● Problem to solve: Give the records once more, exactly as they stand.

● Data records:
+++

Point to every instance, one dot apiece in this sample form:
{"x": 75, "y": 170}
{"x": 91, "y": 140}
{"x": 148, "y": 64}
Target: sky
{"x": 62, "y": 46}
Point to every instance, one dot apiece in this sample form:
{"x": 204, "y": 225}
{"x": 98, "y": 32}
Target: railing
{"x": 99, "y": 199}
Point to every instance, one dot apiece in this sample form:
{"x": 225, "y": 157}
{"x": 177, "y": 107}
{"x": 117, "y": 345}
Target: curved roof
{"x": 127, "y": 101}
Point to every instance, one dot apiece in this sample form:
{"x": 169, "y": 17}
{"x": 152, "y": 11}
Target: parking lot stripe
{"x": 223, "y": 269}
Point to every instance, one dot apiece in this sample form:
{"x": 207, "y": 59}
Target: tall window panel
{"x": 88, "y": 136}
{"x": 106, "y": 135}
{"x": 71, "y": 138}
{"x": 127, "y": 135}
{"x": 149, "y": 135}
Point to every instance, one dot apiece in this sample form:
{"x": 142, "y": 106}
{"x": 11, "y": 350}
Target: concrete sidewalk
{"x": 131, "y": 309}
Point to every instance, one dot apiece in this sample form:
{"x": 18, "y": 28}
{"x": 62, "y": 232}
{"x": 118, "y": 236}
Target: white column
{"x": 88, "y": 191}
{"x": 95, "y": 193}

+++

● Task response:
Point to every instance, one dot apiece in this sample form:
{"x": 75, "y": 170}
{"x": 91, "y": 140}
{"x": 148, "y": 64}
Target: sky
{"x": 62, "y": 46}
Point to every instance, one dot apiece in this sample form:
{"x": 204, "y": 225}
{"x": 98, "y": 32}
Target: railing
{"x": 99, "y": 199}
Point to every instance, one dot apiece in this sample form:
{"x": 225, "y": 157}
{"x": 177, "y": 107}
{"x": 117, "y": 345}
Target: curved roof
{"x": 127, "y": 101}
Point to every instance, one dot apiece in this sample form:
{"x": 169, "y": 17}
{"x": 152, "y": 11}
Target: parking lot stripe
{"x": 223, "y": 269}
Point to every instance, one dot apiece in this sample form:
{"x": 207, "y": 59}
Target: tall window panel
{"x": 88, "y": 136}
{"x": 106, "y": 135}
{"x": 71, "y": 138}
{"x": 127, "y": 135}
{"x": 149, "y": 135}
Point to every instance, one dot apiece in this sample form:
{"x": 142, "y": 106}
{"x": 11, "y": 350}
Target: concrete sidewalk
{"x": 131, "y": 309}
Point to every instance, one dot apiece in this sample form:
{"x": 18, "y": 28}
{"x": 62, "y": 232}
{"x": 118, "y": 236}
Target: white column
{"x": 88, "y": 191}
{"x": 95, "y": 193}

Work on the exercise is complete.